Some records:
****************
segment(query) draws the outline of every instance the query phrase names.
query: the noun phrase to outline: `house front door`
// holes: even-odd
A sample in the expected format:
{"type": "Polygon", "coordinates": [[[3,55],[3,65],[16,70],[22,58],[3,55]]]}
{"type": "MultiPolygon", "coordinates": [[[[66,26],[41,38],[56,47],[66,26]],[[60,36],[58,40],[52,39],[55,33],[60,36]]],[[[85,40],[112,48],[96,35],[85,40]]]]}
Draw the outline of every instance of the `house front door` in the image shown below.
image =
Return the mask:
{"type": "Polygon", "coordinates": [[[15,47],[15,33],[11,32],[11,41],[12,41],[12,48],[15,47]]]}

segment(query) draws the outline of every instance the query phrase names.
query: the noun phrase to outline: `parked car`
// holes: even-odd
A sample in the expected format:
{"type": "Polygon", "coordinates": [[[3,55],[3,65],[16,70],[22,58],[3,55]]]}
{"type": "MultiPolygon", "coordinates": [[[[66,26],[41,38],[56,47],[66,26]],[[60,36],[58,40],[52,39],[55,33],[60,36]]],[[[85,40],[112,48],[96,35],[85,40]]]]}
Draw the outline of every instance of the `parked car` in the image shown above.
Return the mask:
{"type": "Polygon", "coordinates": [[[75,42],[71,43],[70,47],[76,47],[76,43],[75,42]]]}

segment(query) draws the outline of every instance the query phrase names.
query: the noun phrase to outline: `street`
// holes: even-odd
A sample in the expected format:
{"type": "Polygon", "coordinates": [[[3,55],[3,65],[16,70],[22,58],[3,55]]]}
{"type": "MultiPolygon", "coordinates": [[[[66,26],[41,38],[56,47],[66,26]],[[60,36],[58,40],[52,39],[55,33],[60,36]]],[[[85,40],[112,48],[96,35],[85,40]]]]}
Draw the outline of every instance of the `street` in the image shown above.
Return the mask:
****************
#### What you have to do
Please output the entire listing exactly as it stands.

#### Result for this task
segment(query) draws the outline of every instance the query phrase names.
query: the noun phrase to outline: `house front door`
// holes: even-odd
A sample in the expected format:
{"type": "Polygon", "coordinates": [[[3,55],[3,65],[16,70],[22,58],[3,55]]]}
{"type": "MultiPolygon", "coordinates": [[[[66,26],[41,38],[56,47],[66,26]],[[60,36],[58,40],[52,39],[55,33],[60,36]]],[[[85,40],[112,48],[96,35],[85,40]]]]}
Draw the outline of every instance of the `house front door` in the image shown below.
image =
Return the mask:
{"type": "Polygon", "coordinates": [[[15,47],[15,33],[11,32],[11,41],[12,41],[12,48],[15,47]]]}

segment(query) draws the outline of every instance the query phrase names.
query: the noun phrase to outline: `parked car`
// holes: even-odd
A sample in the expected format:
{"type": "Polygon", "coordinates": [[[3,55],[3,65],[16,70],[22,58],[3,55]]]}
{"type": "MultiPolygon", "coordinates": [[[[66,26],[41,38],[56,47],[66,26]],[[60,36],[58,40],[52,39],[55,33],[60,36]]],[[[85,40],[112,48],[96,35],[85,40]]]]}
Draw the outline of every instance of the `parked car` in the image shown above.
Return the mask:
{"type": "Polygon", "coordinates": [[[75,42],[71,43],[70,47],[76,47],[76,43],[75,42]]]}

segment(query) draws the outline of every instance the query phrase names.
query: the noun phrase to outline: `street`
// holes: even-odd
A sample in the expected format:
{"type": "Polygon", "coordinates": [[[3,55],[3,65],[16,70],[22,58],[3,55]]]}
{"type": "MultiPolygon", "coordinates": [[[[66,26],[41,38],[56,47],[66,26]],[[60,36],[58,40],[52,39],[55,33],[60,36]]],[[[85,40],[112,48],[96,35],[85,40]]]]}
Draw the outline of every instance of the `street` in the image shown above.
Return the mask:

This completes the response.